Bloc de texte:
Législatives 2024 : pourquoi l'élection à la présidence de l'Assemblée nationale va être déterminante bien au-delà de l'hémicycle
"C'est du billard à 25 bandes…" Philippe Gosselin a beau être député depuis 17 ans, il s'en remet en plaisantant aux "boules de cristal, au marc de café et aux signaux de fumée envoyés ou non". Comme ses 576 collègues députés, l'élu Les Républicains de la Manche participera, jeudi 18 juillet à 15 heures, à l'élection du président ou de la présidente de l'Assemblée nationale, passage obligé après les législatives anticipées. Un vote plus incertain que jamais depuis que l'hémicycle est morcelé en plusieurs blocs, sans majorité absolue.
Les députés voteront à bulletin secret. Au premier et au second tour, il faut recueillir la majorité absolue des suffrages exprimés pour être élu à la présidence de l'Assemblée, mais une majorité relative suffit au troisième tour. Quatrième personnage de l'Etat, après le président de la République, le Premier ministre et le président du Sénat, la personne qui s'assied au perchoir préside les séances les plus importantes, comme les questions au gouvernement, et dirige le bureau de l'Assemblée, dont les membres seront élus vendredi.
L'élection au poste jusque-là occupé par Yaël Braun-Pivet, qui se présente à nouveau, est d'autant plus cruciale cette année, alors qu'aucune figure ne s'est imposée pour le poste de Premier ministre. A gauche, à droite et dans le camp présidentiel, les manœuvres vont bon train dans l'espoir de déterminer l'orientation politique d'un futur gouvernement. Franceinfo vous explique les enjeux.

Données fournies:
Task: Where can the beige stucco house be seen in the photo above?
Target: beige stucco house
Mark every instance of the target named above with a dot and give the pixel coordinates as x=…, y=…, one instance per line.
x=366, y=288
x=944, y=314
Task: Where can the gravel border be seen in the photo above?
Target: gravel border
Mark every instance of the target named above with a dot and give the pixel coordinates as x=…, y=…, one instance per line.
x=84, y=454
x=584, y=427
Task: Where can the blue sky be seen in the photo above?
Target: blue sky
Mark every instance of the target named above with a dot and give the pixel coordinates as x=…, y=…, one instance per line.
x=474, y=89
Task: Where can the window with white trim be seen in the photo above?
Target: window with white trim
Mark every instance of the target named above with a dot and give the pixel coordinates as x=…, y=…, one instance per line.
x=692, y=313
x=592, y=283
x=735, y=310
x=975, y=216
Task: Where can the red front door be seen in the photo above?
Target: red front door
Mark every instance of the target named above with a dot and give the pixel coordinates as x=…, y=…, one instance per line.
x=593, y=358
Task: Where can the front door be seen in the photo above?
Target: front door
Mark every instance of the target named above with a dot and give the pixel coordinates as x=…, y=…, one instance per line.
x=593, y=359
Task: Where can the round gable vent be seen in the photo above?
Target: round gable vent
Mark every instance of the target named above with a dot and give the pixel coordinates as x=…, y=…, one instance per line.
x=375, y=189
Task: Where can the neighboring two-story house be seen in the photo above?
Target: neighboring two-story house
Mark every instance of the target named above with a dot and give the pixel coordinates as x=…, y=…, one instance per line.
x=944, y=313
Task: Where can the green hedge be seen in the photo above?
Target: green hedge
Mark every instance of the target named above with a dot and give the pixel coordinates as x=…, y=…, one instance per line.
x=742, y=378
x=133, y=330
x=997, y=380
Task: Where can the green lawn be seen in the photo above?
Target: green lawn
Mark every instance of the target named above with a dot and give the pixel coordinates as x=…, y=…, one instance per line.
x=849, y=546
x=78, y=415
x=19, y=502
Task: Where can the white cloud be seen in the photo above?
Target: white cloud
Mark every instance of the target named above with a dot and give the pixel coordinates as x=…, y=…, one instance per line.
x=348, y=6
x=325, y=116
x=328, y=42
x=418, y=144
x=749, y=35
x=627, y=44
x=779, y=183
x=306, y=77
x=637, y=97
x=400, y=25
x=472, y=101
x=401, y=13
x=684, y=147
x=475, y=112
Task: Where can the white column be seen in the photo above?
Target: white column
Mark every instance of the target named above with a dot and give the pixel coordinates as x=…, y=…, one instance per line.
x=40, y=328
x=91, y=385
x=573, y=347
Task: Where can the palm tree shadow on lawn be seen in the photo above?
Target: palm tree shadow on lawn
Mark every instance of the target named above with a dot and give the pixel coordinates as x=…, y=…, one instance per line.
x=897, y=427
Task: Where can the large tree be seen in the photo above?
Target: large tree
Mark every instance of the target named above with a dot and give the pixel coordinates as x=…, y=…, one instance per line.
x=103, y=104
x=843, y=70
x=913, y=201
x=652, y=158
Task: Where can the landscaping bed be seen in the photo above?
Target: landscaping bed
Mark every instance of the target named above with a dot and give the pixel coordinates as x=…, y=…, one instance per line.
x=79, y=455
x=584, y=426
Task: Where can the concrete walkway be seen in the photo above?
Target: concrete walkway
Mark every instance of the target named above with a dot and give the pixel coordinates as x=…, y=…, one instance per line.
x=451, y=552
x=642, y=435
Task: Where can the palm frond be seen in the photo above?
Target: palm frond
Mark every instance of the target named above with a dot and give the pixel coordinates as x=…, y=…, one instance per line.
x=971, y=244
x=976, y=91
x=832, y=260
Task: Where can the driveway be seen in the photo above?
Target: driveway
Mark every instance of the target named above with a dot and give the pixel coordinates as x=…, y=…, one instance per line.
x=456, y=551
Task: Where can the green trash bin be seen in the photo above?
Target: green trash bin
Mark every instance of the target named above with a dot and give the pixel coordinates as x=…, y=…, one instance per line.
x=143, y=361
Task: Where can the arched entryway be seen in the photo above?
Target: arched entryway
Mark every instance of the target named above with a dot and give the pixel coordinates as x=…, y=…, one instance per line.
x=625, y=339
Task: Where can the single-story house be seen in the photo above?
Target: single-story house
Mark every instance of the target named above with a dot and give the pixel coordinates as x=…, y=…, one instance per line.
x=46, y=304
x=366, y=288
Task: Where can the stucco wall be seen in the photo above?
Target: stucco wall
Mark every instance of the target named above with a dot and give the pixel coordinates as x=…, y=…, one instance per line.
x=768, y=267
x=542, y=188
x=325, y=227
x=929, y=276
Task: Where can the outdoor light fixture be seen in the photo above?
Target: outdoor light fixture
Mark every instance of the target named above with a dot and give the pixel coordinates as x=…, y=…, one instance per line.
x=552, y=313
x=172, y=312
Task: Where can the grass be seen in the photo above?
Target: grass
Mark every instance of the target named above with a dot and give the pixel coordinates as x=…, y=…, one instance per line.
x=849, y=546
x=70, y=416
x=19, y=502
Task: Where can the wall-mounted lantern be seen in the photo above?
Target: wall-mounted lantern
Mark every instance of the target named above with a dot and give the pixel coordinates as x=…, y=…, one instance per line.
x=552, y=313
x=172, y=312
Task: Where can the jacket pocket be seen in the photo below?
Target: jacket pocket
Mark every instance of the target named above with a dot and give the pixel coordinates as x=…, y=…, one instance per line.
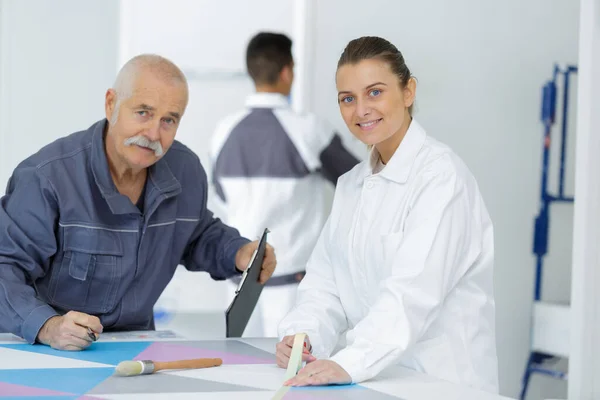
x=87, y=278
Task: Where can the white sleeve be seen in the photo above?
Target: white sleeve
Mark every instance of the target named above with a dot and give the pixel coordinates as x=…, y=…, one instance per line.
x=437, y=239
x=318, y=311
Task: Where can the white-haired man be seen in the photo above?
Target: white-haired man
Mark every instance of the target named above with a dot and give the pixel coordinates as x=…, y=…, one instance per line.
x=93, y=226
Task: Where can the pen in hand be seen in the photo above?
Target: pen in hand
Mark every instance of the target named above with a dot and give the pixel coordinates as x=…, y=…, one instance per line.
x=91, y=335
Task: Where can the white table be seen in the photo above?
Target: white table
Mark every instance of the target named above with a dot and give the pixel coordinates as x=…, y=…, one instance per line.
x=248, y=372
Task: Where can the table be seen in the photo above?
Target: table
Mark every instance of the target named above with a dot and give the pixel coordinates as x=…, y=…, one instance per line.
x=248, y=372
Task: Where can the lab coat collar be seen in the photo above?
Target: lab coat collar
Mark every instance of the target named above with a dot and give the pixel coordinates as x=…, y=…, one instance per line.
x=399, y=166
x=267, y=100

...

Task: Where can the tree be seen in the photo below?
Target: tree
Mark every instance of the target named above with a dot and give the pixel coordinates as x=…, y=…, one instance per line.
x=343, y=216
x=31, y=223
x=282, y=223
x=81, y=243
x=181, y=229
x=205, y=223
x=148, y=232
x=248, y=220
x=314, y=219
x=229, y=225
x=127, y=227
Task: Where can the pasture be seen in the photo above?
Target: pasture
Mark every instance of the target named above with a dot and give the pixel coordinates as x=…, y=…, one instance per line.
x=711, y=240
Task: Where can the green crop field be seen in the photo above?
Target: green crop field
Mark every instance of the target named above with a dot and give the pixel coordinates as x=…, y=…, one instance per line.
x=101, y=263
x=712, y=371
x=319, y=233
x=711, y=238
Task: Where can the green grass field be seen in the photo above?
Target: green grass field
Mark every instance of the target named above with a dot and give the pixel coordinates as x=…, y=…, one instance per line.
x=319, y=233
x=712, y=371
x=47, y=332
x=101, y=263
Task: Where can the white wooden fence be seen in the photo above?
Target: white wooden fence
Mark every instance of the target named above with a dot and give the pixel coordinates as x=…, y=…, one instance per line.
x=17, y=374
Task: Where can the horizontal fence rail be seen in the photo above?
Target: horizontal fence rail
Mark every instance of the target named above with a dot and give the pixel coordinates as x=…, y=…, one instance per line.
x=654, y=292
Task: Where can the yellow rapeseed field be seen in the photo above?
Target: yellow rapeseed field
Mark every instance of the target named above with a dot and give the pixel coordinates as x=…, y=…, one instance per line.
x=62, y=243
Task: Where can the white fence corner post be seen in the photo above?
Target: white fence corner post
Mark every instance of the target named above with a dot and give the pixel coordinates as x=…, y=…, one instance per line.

Défis:
A - Répondez aux questions suivantes à partir de l'article sur l'élection à la présidence de l'Assemblée nationale :
(i) Quel jour et à quelle heure les députés participeront-ils à cette élection ?
(ii) Quelle majorité suffit au troisième tour ?
(iii) Qui occupait le poste jusque-là ?
B - Recopiez le passage de l'article sur l'élection à la présidence de l'Assemblée nationale en commençant aux mots « L'élection au poste » et en vous arrêtant après « explique les enjeux. ».

Résultats dans l'ordre:
A -
(i) Le jeudi 18 juillet à 15 heures.
(ii) Une majorité relative.
(iii) Yaël Braun-Pivet.

B -
L'élection au poste jusque-là occupé par Yaël Braun-Pivet, qui se présente à nouveau, est d'autant plus cruciale cette année, alors qu'aucune figure ne s'est imposée pour le poste de Premier ministre. A gauche, à droite et dans le camp présidentiel, les manœuvres vont bon train dans l'espoir de déterminer l'orientation politique d'un futur gouvernement. Franceinfo vous explique les enjeux.